Extract provided:
Combining seasonal malaria vaccination with chemoprevention can cut malaria deaths in children by 70%

A new study suggests the RTS,S malaria vaccine alone is as effective as preventive antimalarials; together they could save thousands of lives.

  • 26 August 2021
  • 4 min read
  • by Priya Joi
WHO/Fanjan Combrink
WHO/Fanjan Combrink

 

What is the research about?

Despite progress in reducing global rates of malaria, the disease still kills around 400,000 people every year. Most of these are young children under five years old. In parts of the African Sahel and sub-Sahel, malaria has a ‘high season’ of several months that is particularly deadly for people in the region. Although children under five years are given seasonal malaria chemoprevention (SMC) – the drugs sulfadoxine-pyrimethamine and amodiaquine – which saves millions of lives, malaria is still the main cause of death for the 20 million under-fives that live in areas with high seasonal malaria.

A prior Phase 3 trial showed that three doses of the malaria vaccine RTS,S/AS01E offered about 50% protection over one year, and the vaccine is approved for use in four doses, at 38% efficacy over four years. However, the vaccine is more efficacious – around 70% -  in the months immediately after vaccination, which suggests that timing vaccination, like chemoprevention, just before the malaria season is a key strategy. As resistance to antimalarials is growing, testing how well the vaccine works on its own and in combination is important.

What did the researchers do?

The study in Burkina Faso and Mali, which experience high seasonality and burden, included nearly 7,000 infants aged 5-17 months. The researchers divided them into three groups: one would receive four monthly doses of seasonal malaria treatment per year as is standard for these countries, another would receive five doses of the RTS,S/AS01E vaccine over 3 years, and the third group would get both the vaccine and the treatment.

The trial was coordinated by the London School of Hygiene & Tropical Medicine (LSHTM) with partners Institut de Recherche en Sciences de la Santé, Burkina Faso, and the Malaria Research and Training Centre, University of Science, Technology and Techniques of Bamako, Mali and published in the New England Journal of Medicine.

What did they find?

Things to do:
1. Which institutions does the malaria vaccine article name as coordinating the trial or partnering in it?
2. Carry the malaria vaccine article forward, writing the section that follows its final heading.

[Items from a data source]
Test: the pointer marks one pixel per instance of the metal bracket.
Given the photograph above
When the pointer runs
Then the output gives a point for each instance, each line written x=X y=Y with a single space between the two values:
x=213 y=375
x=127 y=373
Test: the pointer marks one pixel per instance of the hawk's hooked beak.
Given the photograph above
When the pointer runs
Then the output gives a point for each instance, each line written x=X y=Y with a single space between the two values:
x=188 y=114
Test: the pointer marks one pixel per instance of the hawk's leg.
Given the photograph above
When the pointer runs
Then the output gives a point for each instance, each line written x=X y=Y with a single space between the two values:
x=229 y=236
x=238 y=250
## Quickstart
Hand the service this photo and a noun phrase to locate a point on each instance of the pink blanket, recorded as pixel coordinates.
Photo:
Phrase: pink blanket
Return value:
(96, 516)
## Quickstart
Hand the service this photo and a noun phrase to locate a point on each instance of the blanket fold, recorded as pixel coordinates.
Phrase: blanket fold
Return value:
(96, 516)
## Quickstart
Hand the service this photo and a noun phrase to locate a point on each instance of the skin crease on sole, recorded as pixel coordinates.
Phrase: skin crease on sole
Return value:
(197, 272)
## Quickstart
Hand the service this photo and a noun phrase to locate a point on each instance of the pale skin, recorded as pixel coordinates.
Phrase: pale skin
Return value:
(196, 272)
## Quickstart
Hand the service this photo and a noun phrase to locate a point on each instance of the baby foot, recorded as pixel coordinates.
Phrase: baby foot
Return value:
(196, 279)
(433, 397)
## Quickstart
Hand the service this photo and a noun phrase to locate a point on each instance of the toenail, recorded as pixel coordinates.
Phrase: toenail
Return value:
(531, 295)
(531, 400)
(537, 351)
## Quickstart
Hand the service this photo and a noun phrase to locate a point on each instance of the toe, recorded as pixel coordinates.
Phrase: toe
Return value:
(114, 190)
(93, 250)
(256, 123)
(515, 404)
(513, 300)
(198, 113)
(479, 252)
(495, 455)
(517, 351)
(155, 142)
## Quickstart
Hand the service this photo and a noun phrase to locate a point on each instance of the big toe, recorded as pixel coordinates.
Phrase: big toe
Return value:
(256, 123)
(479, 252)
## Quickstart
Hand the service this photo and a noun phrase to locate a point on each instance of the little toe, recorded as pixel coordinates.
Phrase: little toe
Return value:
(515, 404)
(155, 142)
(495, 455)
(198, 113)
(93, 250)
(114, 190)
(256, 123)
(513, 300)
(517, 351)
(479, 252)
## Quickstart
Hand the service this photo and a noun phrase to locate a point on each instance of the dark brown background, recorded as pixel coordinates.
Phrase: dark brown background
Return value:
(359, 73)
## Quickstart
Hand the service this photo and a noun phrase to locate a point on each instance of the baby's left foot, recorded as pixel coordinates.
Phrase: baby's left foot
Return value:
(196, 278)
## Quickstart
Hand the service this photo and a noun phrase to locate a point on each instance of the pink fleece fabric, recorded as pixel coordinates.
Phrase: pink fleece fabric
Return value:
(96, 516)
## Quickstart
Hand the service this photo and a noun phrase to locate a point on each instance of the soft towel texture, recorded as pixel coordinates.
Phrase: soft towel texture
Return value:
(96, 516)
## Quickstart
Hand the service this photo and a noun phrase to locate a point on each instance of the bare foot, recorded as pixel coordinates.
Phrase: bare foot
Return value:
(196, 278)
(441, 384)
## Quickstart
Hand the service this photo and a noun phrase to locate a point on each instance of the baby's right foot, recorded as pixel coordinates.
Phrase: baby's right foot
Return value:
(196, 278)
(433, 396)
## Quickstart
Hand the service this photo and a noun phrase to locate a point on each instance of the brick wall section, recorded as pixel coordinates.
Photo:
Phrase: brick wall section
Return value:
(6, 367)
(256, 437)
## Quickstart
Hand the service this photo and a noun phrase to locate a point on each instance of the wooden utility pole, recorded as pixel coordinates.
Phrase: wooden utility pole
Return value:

Answers per task:
1.
- London School of Hygiene & Tropical Medicine (LSHTM)
- Institut de Recherche en Sciences de la Santé, Burkina Faso
- Malaria Research and Training Centre, University of Science, Technology and Techniques of Bamako, Mali

2.
After three years, the combination of vaccination with RTS,S/AS01E lowered clinical episodes of malaria, hospital admissions with severe malaria and deaths from malaria. They also found that seasonal vaccination with RTS,S is as effective as four courses of seasonal malaria chemoprevention, an important finding if resistance to antimalarials increases.

Crucially, the vaccine was safe and effective in the children who took it – a few developed a fever, which is a normal side effect, but all recovered well. There were no cases of meningitis nor any deaths, which had been reported as extremely rare adverse events in prior trials.

What does this mean?

For the thousands of very young children still dying from malaria every year, this finding is a lifeline. By reducing malaria deaths by 70%, the combination of the vaccine and antimalarials could make a significant difference to the global burden of malaria.

The researchers suggest that a fifth course of chemoprevention could improve efficacy in both the chemoprevention-alone and combination groups, and has the potential to reduce “the incidence of malaria in the combination group to very low levels, despite the high level of malaria transmission in the trial areas, particularly in Burkina Faso.”

The study adds to the evidence being gathered by a major pilot programme currently taking place in three countries – Kenya, Ghana and Malawi – with funding from Gavi, the Global Fund and Unitaid. A decision on whether to recommend the vaccine for general use is set to be taken by the WHO later this year. Gavi recently entered into a new financing agreement with MedAccess and GSK to ensure doses of the RTS,S vaccine are available if a widescale rollout is then approved by the Gavi Board.